EXPLORE THE MATERIAL:
a - According to the executive pay text, why can a company that is not listed undertake a broader variety of pay actions? Answer in one to three sentences.
b - Update the stretch of the executive pay text from "The following factors" through "on remuneration reports.", replacing "proxy adviser" with "proxy advisor".

TEXT:

    The following factors will dictate companies’ executive pay actions:

    1. Are they listed? If not, the variety of actions that can be undertaken is broader, as there will be no proxy adviser and investor guidelines to consider, or AGM votes on remuneration reports.
    2. What is their cash position? Desperate, constrained or comfortable?
    3. What happened to the bottom line? The GFC swept across the economy like a broad brush. COVID-19 is highly selective in its misery. Airlines were impacted differently to banks, which were impacted differently to healthcare and biotechnology companies. Even within each sector, specific offerings are differently impacted depending on factors such as geography or target demographic.
    4. What happened to stakeholders? (shareholders via share price movements, capital raisings, dividends foregone; employees via redundancies; governments via money spent; customers via inability to pay or loss of services; suppliers waiting on late payments and volatile orders)
    5. How good has their remuneration governance been up to this point?

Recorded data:

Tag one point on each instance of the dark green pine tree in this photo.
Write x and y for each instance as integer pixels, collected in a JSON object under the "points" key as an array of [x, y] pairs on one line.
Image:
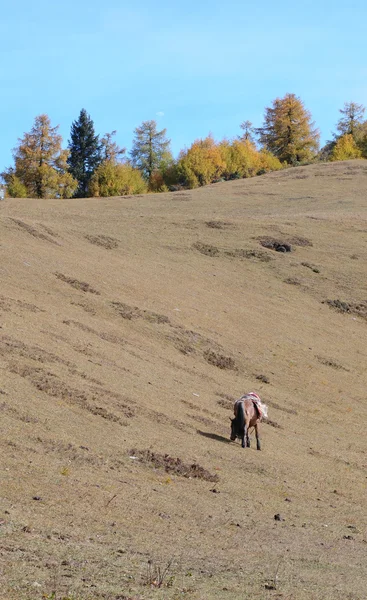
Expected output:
{"points": [[85, 152]]}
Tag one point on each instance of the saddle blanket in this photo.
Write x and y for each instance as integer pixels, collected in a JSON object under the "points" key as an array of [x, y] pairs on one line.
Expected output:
{"points": [[261, 407]]}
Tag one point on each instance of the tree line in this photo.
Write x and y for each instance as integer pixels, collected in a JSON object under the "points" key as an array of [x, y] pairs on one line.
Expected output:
{"points": [[95, 165]]}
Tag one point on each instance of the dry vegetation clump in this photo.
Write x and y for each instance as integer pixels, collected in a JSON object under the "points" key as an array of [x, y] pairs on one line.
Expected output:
{"points": [[78, 285], [219, 360], [206, 249], [356, 308], [134, 312], [104, 241], [33, 231], [250, 253], [277, 245], [312, 267], [284, 245], [173, 465], [331, 363], [217, 224], [292, 281]]}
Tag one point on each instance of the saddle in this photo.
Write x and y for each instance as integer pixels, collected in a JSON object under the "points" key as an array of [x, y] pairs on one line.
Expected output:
{"points": [[257, 402]]}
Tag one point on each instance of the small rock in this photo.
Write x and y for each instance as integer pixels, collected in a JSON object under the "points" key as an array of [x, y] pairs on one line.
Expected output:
{"points": [[278, 517]]}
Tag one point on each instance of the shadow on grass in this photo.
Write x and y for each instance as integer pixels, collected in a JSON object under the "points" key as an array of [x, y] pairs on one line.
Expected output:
{"points": [[214, 436]]}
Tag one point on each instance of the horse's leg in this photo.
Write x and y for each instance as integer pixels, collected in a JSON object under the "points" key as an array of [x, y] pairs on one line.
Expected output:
{"points": [[246, 439], [258, 445], [244, 434]]}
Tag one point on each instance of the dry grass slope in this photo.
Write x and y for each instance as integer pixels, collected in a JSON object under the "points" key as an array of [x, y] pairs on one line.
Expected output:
{"points": [[128, 326]]}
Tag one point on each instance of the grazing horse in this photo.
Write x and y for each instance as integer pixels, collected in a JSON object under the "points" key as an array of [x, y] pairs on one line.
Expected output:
{"points": [[249, 411]]}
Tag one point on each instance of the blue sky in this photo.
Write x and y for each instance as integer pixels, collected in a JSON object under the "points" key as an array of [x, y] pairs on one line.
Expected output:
{"points": [[195, 67]]}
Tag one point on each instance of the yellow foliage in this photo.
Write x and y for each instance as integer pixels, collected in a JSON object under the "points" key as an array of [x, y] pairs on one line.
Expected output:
{"points": [[345, 148], [241, 159], [40, 162], [269, 162], [110, 179], [201, 164]]}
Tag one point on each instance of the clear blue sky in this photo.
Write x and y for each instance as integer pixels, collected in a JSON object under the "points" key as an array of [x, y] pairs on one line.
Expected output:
{"points": [[195, 67]]}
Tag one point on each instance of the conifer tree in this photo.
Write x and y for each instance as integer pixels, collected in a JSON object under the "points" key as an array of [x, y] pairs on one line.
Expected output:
{"points": [[150, 148], [248, 132], [40, 169], [351, 121], [288, 132], [110, 150], [85, 152]]}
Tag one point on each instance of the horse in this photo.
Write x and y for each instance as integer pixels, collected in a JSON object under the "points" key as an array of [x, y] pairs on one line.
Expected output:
{"points": [[248, 411]]}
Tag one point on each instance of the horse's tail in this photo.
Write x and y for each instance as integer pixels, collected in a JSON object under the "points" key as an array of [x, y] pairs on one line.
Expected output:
{"points": [[241, 416]]}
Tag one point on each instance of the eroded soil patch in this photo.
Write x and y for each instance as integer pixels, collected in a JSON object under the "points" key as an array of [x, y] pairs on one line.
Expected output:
{"points": [[104, 241], [78, 285], [173, 465], [356, 308]]}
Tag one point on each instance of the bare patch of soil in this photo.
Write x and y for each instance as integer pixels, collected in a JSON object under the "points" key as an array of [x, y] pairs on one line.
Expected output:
{"points": [[220, 360], [206, 249], [331, 363], [172, 465], [133, 312], [78, 285], [312, 267], [33, 231], [275, 244], [104, 241], [356, 308], [217, 224]]}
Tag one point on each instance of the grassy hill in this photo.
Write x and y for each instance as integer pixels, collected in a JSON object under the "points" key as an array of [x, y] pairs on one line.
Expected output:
{"points": [[128, 327]]}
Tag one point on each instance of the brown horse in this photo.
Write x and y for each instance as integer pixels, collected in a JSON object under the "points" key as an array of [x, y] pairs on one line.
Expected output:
{"points": [[248, 411]]}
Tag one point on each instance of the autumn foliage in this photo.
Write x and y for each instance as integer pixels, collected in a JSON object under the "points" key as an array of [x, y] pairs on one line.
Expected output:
{"points": [[98, 166]]}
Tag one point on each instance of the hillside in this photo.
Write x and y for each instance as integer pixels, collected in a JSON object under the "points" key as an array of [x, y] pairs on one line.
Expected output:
{"points": [[128, 328]]}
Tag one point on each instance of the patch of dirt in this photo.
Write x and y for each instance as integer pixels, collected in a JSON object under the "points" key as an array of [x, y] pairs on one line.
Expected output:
{"points": [[312, 267], [220, 361], [218, 224], [7, 304], [133, 312], [292, 281], [249, 254], [206, 249], [356, 308], [275, 244], [104, 241], [33, 231], [331, 363], [103, 335], [52, 385], [173, 465], [78, 285]]}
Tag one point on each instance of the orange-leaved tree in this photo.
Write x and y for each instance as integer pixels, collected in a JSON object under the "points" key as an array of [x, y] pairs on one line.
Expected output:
{"points": [[40, 165], [201, 164], [288, 131], [345, 148]]}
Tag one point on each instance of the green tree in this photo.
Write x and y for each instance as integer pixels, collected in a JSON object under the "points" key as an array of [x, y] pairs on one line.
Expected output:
{"points": [[150, 149], [110, 150], [85, 152], [248, 132], [40, 169], [116, 179], [288, 131], [352, 119]]}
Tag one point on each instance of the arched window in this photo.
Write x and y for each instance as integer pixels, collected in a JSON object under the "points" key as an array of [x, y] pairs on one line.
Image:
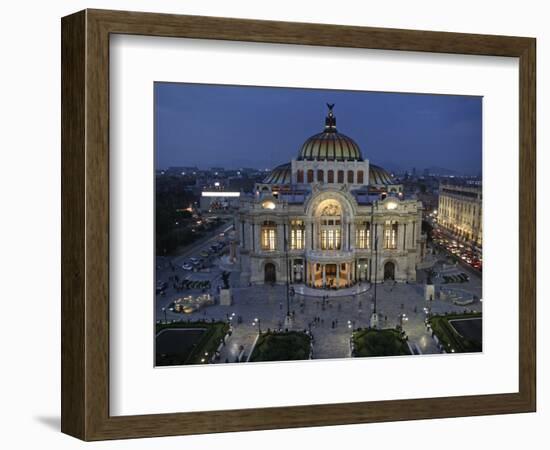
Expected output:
{"points": [[297, 234], [390, 234], [362, 234], [330, 225], [320, 176], [269, 236]]}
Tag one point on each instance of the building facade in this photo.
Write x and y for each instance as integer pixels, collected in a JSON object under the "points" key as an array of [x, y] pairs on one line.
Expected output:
{"points": [[460, 211], [329, 219]]}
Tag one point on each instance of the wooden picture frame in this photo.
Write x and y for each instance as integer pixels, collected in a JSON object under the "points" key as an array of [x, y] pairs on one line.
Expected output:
{"points": [[85, 224]]}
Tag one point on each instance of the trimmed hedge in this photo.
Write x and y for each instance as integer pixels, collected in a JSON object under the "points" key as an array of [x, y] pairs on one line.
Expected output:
{"points": [[208, 343], [288, 346], [374, 342], [448, 336]]}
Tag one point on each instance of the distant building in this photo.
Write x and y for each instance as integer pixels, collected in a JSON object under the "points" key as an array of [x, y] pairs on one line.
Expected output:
{"points": [[324, 218], [460, 211]]}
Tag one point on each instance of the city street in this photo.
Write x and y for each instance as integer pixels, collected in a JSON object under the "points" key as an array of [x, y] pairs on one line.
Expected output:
{"points": [[330, 321]]}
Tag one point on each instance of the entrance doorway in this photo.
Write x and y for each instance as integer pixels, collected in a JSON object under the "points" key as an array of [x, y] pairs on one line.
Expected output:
{"points": [[389, 271], [269, 273], [330, 271]]}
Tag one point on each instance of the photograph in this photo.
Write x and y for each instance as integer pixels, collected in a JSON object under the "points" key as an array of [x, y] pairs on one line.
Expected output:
{"points": [[301, 224]]}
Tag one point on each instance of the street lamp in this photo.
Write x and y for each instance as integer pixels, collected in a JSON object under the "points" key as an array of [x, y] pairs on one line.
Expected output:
{"points": [[374, 316], [287, 226], [257, 322]]}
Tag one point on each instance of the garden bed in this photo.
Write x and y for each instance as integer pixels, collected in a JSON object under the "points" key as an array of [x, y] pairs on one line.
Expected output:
{"points": [[182, 343], [288, 346], [445, 328], [374, 342]]}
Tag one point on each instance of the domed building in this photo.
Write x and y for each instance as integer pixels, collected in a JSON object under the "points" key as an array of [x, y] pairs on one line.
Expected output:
{"points": [[327, 218]]}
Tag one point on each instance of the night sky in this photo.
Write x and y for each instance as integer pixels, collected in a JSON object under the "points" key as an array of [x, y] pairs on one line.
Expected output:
{"points": [[261, 127]]}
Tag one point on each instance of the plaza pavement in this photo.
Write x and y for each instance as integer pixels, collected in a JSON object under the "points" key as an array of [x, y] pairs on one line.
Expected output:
{"points": [[330, 321]]}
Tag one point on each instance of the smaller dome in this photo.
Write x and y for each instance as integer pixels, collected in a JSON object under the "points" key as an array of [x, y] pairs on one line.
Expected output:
{"points": [[330, 145], [379, 176], [279, 175]]}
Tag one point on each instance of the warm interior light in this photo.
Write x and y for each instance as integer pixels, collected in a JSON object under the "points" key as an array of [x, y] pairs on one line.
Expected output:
{"points": [[268, 205]]}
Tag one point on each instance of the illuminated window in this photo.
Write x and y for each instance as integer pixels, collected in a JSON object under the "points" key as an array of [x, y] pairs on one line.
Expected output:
{"points": [[363, 235], [390, 235], [330, 239], [297, 235], [269, 236]]}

RESULTS OF THE TASKS:
a - An unlisted company has no proxy adviser or investor guidelines to consider. It also faces no AGM votes on remuneration reports, so it can undertake a broader variety of actions.

b -
The following factors will dictate companies’ executive pay actions:

    1. Are they listed? If not, the variety of actions that can be undertaken is broader, as there will be no proxy advisor and investor guidelines to consider, or AGM votes on remuneration reports.